**Given task:** What's needed is an exact copy of the lines from the one that contains "Target: brown book" to the end of the data below, leaving the pictures out.

▬▬▬▬▬▬

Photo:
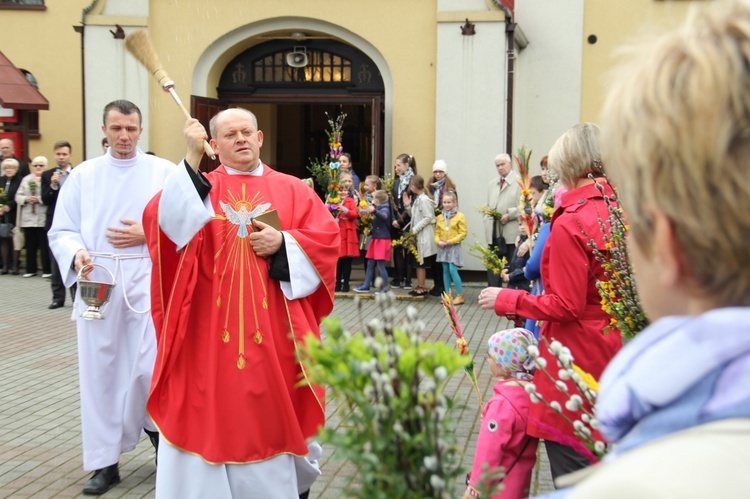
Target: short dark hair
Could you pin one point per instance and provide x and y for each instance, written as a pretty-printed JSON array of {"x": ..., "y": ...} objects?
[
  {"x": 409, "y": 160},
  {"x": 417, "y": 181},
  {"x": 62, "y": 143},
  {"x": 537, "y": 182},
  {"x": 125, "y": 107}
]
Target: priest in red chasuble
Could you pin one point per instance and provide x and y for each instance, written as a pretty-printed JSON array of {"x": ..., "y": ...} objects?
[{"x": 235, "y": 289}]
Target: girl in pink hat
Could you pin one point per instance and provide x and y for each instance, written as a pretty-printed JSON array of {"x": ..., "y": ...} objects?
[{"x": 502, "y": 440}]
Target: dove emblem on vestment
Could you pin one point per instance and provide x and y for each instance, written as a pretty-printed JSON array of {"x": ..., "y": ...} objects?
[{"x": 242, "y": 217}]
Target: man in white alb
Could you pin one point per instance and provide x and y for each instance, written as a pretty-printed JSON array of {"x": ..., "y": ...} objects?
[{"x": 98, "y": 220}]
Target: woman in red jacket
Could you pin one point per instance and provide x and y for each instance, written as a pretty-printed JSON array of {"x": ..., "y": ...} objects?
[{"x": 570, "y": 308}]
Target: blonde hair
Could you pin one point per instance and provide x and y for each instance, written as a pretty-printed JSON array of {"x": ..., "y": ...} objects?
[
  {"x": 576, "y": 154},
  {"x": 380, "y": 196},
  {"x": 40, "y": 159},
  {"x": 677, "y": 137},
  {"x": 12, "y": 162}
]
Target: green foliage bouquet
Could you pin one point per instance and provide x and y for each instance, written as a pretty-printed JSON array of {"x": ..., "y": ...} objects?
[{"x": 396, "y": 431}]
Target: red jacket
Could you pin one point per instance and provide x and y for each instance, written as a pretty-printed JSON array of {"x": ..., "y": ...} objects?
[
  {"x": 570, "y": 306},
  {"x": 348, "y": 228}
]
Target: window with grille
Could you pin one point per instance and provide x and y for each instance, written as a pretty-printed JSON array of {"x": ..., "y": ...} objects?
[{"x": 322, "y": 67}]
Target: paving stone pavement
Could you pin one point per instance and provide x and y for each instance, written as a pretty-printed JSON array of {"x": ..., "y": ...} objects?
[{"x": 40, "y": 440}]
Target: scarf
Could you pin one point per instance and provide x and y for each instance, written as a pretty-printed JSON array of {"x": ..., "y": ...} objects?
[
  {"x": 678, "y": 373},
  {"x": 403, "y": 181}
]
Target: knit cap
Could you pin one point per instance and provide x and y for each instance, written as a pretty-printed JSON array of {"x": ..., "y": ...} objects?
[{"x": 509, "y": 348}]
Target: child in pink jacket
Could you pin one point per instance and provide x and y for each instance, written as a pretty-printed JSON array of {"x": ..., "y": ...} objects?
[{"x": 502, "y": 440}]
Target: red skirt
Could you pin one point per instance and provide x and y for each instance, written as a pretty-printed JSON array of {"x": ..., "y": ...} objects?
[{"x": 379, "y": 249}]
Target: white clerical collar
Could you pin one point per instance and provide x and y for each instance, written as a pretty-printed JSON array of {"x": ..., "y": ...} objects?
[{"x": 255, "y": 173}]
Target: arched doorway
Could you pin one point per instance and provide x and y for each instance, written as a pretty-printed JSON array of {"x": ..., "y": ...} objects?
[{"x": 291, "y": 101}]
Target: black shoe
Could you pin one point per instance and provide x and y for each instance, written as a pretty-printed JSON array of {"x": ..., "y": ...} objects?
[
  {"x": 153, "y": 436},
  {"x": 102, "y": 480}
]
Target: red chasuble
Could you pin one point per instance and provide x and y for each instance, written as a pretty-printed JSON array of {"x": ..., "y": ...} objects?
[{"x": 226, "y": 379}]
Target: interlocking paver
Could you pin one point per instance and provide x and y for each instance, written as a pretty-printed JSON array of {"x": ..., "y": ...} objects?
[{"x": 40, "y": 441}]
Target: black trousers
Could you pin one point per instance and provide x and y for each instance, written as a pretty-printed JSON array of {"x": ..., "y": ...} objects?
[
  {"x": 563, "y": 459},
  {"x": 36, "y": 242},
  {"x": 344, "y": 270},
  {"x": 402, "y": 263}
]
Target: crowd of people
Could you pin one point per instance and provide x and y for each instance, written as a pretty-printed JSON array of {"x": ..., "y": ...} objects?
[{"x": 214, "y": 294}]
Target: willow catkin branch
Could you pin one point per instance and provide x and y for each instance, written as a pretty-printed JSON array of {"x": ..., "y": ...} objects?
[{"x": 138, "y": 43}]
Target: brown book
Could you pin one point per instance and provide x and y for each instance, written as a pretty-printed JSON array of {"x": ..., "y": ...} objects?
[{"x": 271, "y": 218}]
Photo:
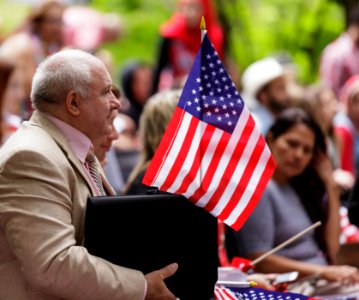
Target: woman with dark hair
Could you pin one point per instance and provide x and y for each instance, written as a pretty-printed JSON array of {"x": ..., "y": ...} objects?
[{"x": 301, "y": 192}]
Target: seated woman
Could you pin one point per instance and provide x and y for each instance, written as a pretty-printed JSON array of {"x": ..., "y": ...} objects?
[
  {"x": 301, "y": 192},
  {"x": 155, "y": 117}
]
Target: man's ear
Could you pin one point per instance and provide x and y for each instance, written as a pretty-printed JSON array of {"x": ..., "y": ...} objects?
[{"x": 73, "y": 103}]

▬▬▬▬▬▬

**Exercise response:**
Target: brown book
Could you pin one point per instance and provide x and y for each instance, written as a pretty-printed JSON array of {"x": ..., "y": ...} objects?
[{"x": 271, "y": 218}]
Photo:
Target: woman with dark hair
Could you pin one point per instance and provide x and y for each instance, written as a pretty-printed JSON array of {"x": ..., "y": ...} objects?
[{"x": 301, "y": 192}]
Target: seated woman
Could you pin one point per instance and provide x and y for each instance, written as a pretty-printed JSON array of {"x": ..., "y": ...} objects?
[
  {"x": 301, "y": 192},
  {"x": 155, "y": 117}
]
Target: man's ear
Could you pin one point per instance and provide x and y for each instance, written as a pretty-printed JSON array of {"x": ..., "y": ...} objects?
[{"x": 73, "y": 103}]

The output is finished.